— Start of Task data —

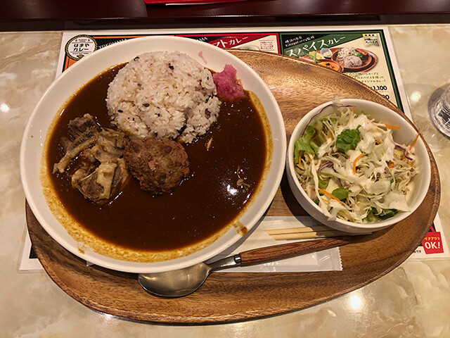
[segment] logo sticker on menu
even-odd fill
[[[380,46],[378,33],[363,33],[363,39],[366,46]]]
[[[65,54],[72,60],[78,61],[98,48],[97,42],[89,35],[77,35],[65,44]]]

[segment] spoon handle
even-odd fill
[[[287,243],[285,244],[273,245],[271,246],[248,250],[240,254],[240,265],[248,265],[320,251],[326,249],[348,244],[349,243],[348,239],[349,239],[349,237],[326,238],[325,239]]]

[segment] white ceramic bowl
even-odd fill
[[[354,112],[356,113],[362,110],[371,118],[375,118],[375,120],[380,121],[382,123],[400,127],[401,129],[399,130],[393,131],[394,140],[398,143],[409,144],[414,140],[417,135],[417,132],[411,123],[395,111],[384,106],[370,101],[357,99],[342,99],[341,101],[344,104],[355,106]],[[319,206],[307,195],[295,175],[293,158],[294,144],[297,139],[301,137],[303,131],[312,120],[326,116],[331,113],[331,108],[326,108],[326,106],[330,106],[331,104],[331,102],[323,104],[305,115],[298,125],[297,125],[290,137],[286,156],[286,173],[289,185],[295,198],[302,207],[321,223],[330,227],[347,232],[364,233],[380,230],[393,225],[397,222],[406,218],[420,205],[430,186],[430,180],[431,178],[430,158],[425,143],[420,137],[418,138],[414,146],[416,155],[420,163],[420,171],[414,179],[415,186],[409,202],[410,211],[399,212],[391,218],[374,223],[361,224],[345,221],[339,218],[328,220],[328,217],[323,214]],[[321,112],[322,109],[323,109],[323,111]]]
[[[41,158],[47,130],[60,107],[79,87],[107,68],[128,61],[138,54],[161,50],[186,53],[200,64],[216,71],[222,70],[226,63],[233,65],[238,70],[237,77],[241,80],[244,88],[258,96],[266,111],[273,135],[273,158],[262,189],[239,220],[248,230],[256,224],[269,207],[284,170],[286,138],[278,104],[257,74],[231,54],[194,39],[162,36],[130,39],[100,49],[83,58],[51,84],[32,113],[22,140],[20,174],[27,200],[46,231],[72,254],[107,268],[130,273],[156,273],[179,269],[214,256],[242,237],[231,227],[229,231],[213,244],[187,256],[152,263],[120,261],[99,255],[93,251],[79,252],[77,242],[69,235],[47,206],[39,177]],[[207,64],[205,64],[204,60],[207,61]]]

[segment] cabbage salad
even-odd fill
[[[411,144],[399,144],[392,130],[399,127],[333,102],[323,108],[333,113],[310,122],[295,144],[295,172],[307,194],[330,220],[373,223],[409,211],[418,133]]]

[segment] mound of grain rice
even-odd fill
[[[179,51],[136,56],[110,83],[112,123],[138,137],[189,143],[217,120],[220,101],[211,72]]]
[[[343,47],[339,49],[339,51],[338,52],[338,58],[344,58],[346,56],[354,55],[356,52],[356,50],[354,47]]]

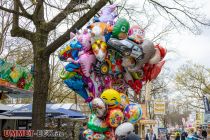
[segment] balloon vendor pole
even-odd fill
[[[59,77],[90,108],[83,132],[88,140],[116,140],[133,133],[142,108],[130,103],[128,90],[134,91],[136,100],[165,63],[166,49],[144,39],[144,29],[130,27],[116,9],[116,4],[103,7],[85,29],[70,33],[70,42],[58,52],[59,59],[68,62]]]

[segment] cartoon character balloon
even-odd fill
[[[125,120],[130,123],[136,123],[142,117],[142,109],[139,104],[129,104],[124,109]]]
[[[94,135],[93,135],[93,139],[94,140],[105,140],[105,135],[104,134],[102,134],[102,133],[95,133]]]
[[[124,115],[121,109],[114,108],[109,110],[106,122],[110,127],[116,128],[119,126],[124,120]]]
[[[121,98],[120,107],[124,109],[129,104],[128,96],[124,93],[120,93],[120,98]]]
[[[92,109],[96,116],[101,118],[106,115],[107,106],[101,98],[94,98],[92,100]]]
[[[106,42],[101,40],[96,40],[95,43],[92,44],[93,53],[99,61],[103,61],[107,54],[107,45]]]
[[[96,22],[89,26],[91,29],[91,44],[97,40],[106,41],[105,35],[112,31],[112,27],[109,24],[103,22]]]
[[[128,68],[128,70],[130,72],[137,72],[139,70],[141,70],[142,66],[145,64],[145,63],[148,63],[149,60],[154,56],[155,54],[155,47],[154,47],[154,44],[153,42],[149,41],[149,40],[144,40],[144,42],[141,44],[141,47],[142,47],[142,50],[143,50],[143,54],[144,54],[144,57],[142,59],[139,59],[137,62],[136,62],[136,65],[135,67],[133,68]]]
[[[129,29],[128,38],[138,44],[144,41],[144,36],[145,36],[144,29],[140,28],[138,25],[134,25]]]
[[[113,27],[112,37],[117,39],[126,39],[129,28],[129,22],[125,18],[119,18]]]
[[[155,54],[153,57],[149,60],[149,64],[157,64],[160,62],[166,55],[166,49],[163,48],[162,46],[155,45]]]
[[[101,98],[109,108],[115,108],[120,105],[120,93],[114,89],[107,89],[101,94]]]
[[[117,5],[112,4],[102,8],[100,12],[100,17],[98,18],[100,22],[110,23],[113,25],[114,19],[116,18],[116,13],[114,10],[116,9]]]
[[[105,132],[108,130],[108,125],[95,114],[92,114],[88,122],[88,128],[94,132]]]
[[[93,136],[94,132],[91,129],[86,129],[85,131],[83,131],[83,136],[87,139],[87,140],[93,140]]]
[[[115,135],[117,137],[126,137],[128,134],[132,133],[134,131],[134,126],[132,123],[124,122],[121,125],[119,125],[115,130]]]

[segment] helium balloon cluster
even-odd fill
[[[83,135],[88,140],[125,137],[134,131],[133,124],[142,118],[139,104],[129,103],[126,94],[106,89],[90,102],[91,116]]]
[[[30,90],[33,85],[33,67],[26,67],[0,59],[0,85]]]
[[[144,39],[138,25],[130,27],[125,18],[116,19],[115,9],[116,5],[104,7],[94,22],[71,33],[70,43],[58,54],[69,62],[60,77],[86,102],[109,88],[125,92],[130,87],[139,94],[165,63],[166,49]]]
[[[105,6],[85,29],[70,34],[59,59],[68,62],[60,72],[64,83],[89,103],[92,115],[84,136],[103,140],[125,136],[142,117],[139,104],[129,103],[127,89],[136,94],[155,79],[166,49],[144,38],[144,30],[117,18],[116,5]]]

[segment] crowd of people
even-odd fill
[[[83,127],[80,129],[79,140],[86,140],[83,137],[83,131],[87,129],[87,123],[83,123]],[[141,138],[135,134],[130,133],[126,137],[123,138],[115,138],[116,140],[141,140]],[[149,129],[146,133],[145,140],[207,140],[207,131],[206,129],[202,129],[198,127],[195,131],[194,128],[177,129],[175,131],[175,137],[172,136],[171,132],[166,133],[165,135],[158,135],[154,133],[153,129]]]
[[[197,128],[196,131],[194,128],[182,129],[181,132],[177,131],[175,136],[175,140],[206,140],[207,131],[201,127]]]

— End of Task data —

Reproduce all entries without any change, and omit the pictures.

Reply:
[segment] logo sticker on menu
even-odd fill
[[[380,46],[378,33],[363,33],[363,39],[366,46]]]
[[[65,54],[72,60],[78,61],[98,48],[97,42],[89,35],[77,35],[65,44]]]

[segment] spoon handle
even-odd fill
[[[287,243],[285,244],[273,245],[271,246],[248,250],[240,254],[240,265],[248,265],[320,251],[326,249],[348,244],[349,243],[348,239],[349,239],[349,237],[326,238],[325,239]]]

[segment] white ceramic bowl
even-odd fill
[[[354,112],[356,113],[362,110],[371,118],[375,118],[375,120],[380,121],[382,123],[400,127],[401,129],[399,130],[393,131],[394,140],[398,143],[409,144],[414,140],[417,135],[417,132],[411,123],[395,111],[384,106],[370,101],[357,99],[342,99],[341,101],[344,104],[355,106]],[[319,206],[307,195],[295,175],[293,158],[294,144],[297,139],[301,137],[303,131],[312,120],[326,116],[331,113],[331,108],[326,108],[326,106],[330,106],[331,104],[331,102],[323,104],[305,115],[298,125],[297,125],[290,137],[286,156],[286,173],[289,185],[295,198],[302,207],[321,223],[330,227],[347,232],[364,233],[380,230],[393,225],[397,222],[406,218],[420,205],[430,186],[430,180],[431,178],[430,158],[425,143],[420,137],[418,138],[414,146],[416,155],[420,163],[420,171],[414,179],[415,186],[409,202],[410,211],[399,212],[391,218],[374,223],[361,224],[345,221],[339,218],[328,220],[328,217],[323,214]],[[321,112],[322,109],[323,109],[323,111]]]
[[[41,158],[47,130],[60,107],[79,87],[107,68],[128,61],[138,54],[161,50],[186,53],[200,64],[216,71],[222,70],[226,63],[233,65],[238,70],[237,77],[241,80],[244,88],[258,96],[266,111],[273,135],[273,158],[262,189],[239,220],[248,230],[256,224],[269,207],[284,170],[286,138],[278,104],[257,74],[231,54],[194,39],[162,36],[130,39],[100,49],[83,58],[51,84],[32,113],[22,140],[20,174],[27,200],[46,231],[72,254],[107,268],[130,273],[156,273],[179,269],[214,256],[242,237],[231,227],[229,231],[213,244],[187,256],[152,263],[120,261],[99,255],[93,251],[79,252],[77,242],[69,235],[47,206],[39,177]],[[207,64],[205,64],[204,60],[207,61]]]

[segment] cabbage salad
even-odd fill
[[[411,144],[399,144],[392,130],[399,127],[333,102],[323,108],[333,113],[310,122],[295,144],[295,172],[307,194],[330,220],[373,223],[409,211],[418,133]]]

[segment] mound of grain rice
even-odd fill
[[[179,51],[136,56],[110,83],[112,123],[138,137],[189,143],[217,120],[220,101],[211,72]]]
[[[343,47],[339,49],[339,51],[338,52],[338,58],[344,58],[346,56],[354,55],[356,52],[356,50],[354,47]]]

[segment] balloon vendor pole
even-odd fill
[[[59,77],[90,108],[83,132],[88,140],[116,140],[133,133],[142,108],[130,103],[128,90],[134,91],[136,100],[165,63],[166,49],[144,39],[144,29],[130,27],[116,9],[116,4],[103,7],[85,29],[70,33],[70,42],[58,52],[59,59],[68,62]]]

[segment] cartoon character balloon
even-odd fill
[[[125,120],[130,123],[136,123],[142,117],[142,109],[139,104],[129,104],[124,109]]]
[[[94,135],[93,135],[93,139],[94,140],[105,140],[105,135],[104,134],[102,134],[102,133],[95,133]]]
[[[124,115],[121,109],[114,108],[109,110],[106,122],[110,127],[116,128],[119,126],[124,120]]]
[[[121,98],[120,107],[124,109],[129,104],[128,96],[124,93],[120,93],[120,98]]]
[[[92,109],[96,116],[101,118],[106,115],[107,106],[101,98],[94,98],[92,100]]]
[[[106,42],[101,40],[96,40],[95,43],[92,44],[93,53],[99,61],[103,61],[107,54],[107,45]]]
[[[96,22],[89,26],[91,29],[91,44],[97,40],[106,41],[105,35],[112,31],[112,27],[109,24],[103,22]]]
[[[128,68],[128,70],[130,72],[137,72],[139,70],[141,70],[142,66],[145,64],[145,63],[148,63],[149,60],[154,56],[155,54],[155,47],[154,47],[154,44],[153,42],[149,41],[149,40],[144,40],[144,42],[141,44],[141,47],[142,47],[142,50],[143,50],[143,54],[144,54],[144,57],[142,59],[139,59],[137,62],[136,62],[136,65],[135,67],[133,68]]]
[[[129,29],[128,38],[138,44],[144,41],[144,36],[145,36],[144,29],[140,28],[138,25],[134,25]]]
[[[113,27],[112,37],[117,39],[126,39],[129,28],[129,22],[125,18],[119,18]]]
[[[155,54],[153,57],[149,60],[149,64],[157,64],[160,62],[166,55],[166,49],[163,48],[162,46],[155,45]]]
[[[101,98],[109,108],[115,108],[120,105],[120,93],[114,89],[107,89],[101,94]]]
[[[117,5],[112,4],[102,8],[100,12],[100,17],[98,18],[100,22],[110,23],[113,25],[114,19],[116,18],[116,13],[114,10],[116,9]]]
[[[105,132],[108,130],[108,125],[95,114],[92,114],[88,122],[88,128],[94,132]]]
[[[93,136],[94,132],[91,129],[86,129],[85,131],[83,131],[83,136],[87,139],[87,140],[93,140]]]
[[[115,135],[117,137],[126,137],[128,134],[132,133],[134,131],[134,126],[132,123],[124,122],[121,125],[119,125],[115,130]]]

[segment] helium balloon cluster
even-odd fill
[[[83,135],[88,140],[125,137],[134,131],[133,124],[142,118],[139,104],[129,103],[126,94],[106,89],[90,102],[91,116]]]
[[[30,90],[33,85],[33,67],[26,67],[0,59],[0,85]]]
[[[144,39],[138,25],[130,27],[125,18],[116,19],[115,9],[116,5],[104,7],[94,22],[71,33],[70,43],[58,54],[69,62],[60,77],[86,102],[109,88],[125,92],[130,87],[139,94],[165,63],[166,49]]]
[[[105,6],[85,29],[70,34],[59,59],[68,62],[60,72],[64,83],[89,103],[92,115],[84,136],[103,140],[125,136],[142,117],[139,104],[129,103],[127,89],[136,94],[155,79],[166,49],[144,38],[144,30],[117,18],[116,5]]]

[segment] crowd of people
even-odd fill
[[[83,127],[80,129],[79,140],[86,140],[83,137],[83,131],[87,129],[87,123],[83,123]],[[141,138],[135,134],[130,133],[126,137],[123,138],[115,138],[116,140],[141,140]],[[149,129],[146,133],[145,140],[207,140],[207,131],[206,129],[202,129],[198,127],[195,131],[194,128],[177,129],[175,131],[175,137],[172,136],[171,132],[166,133],[165,135],[158,135],[154,133],[153,129]]]
[[[197,128],[196,131],[194,128],[182,129],[181,132],[177,131],[175,136],[175,140],[206,140],[207,131],[201,127]]]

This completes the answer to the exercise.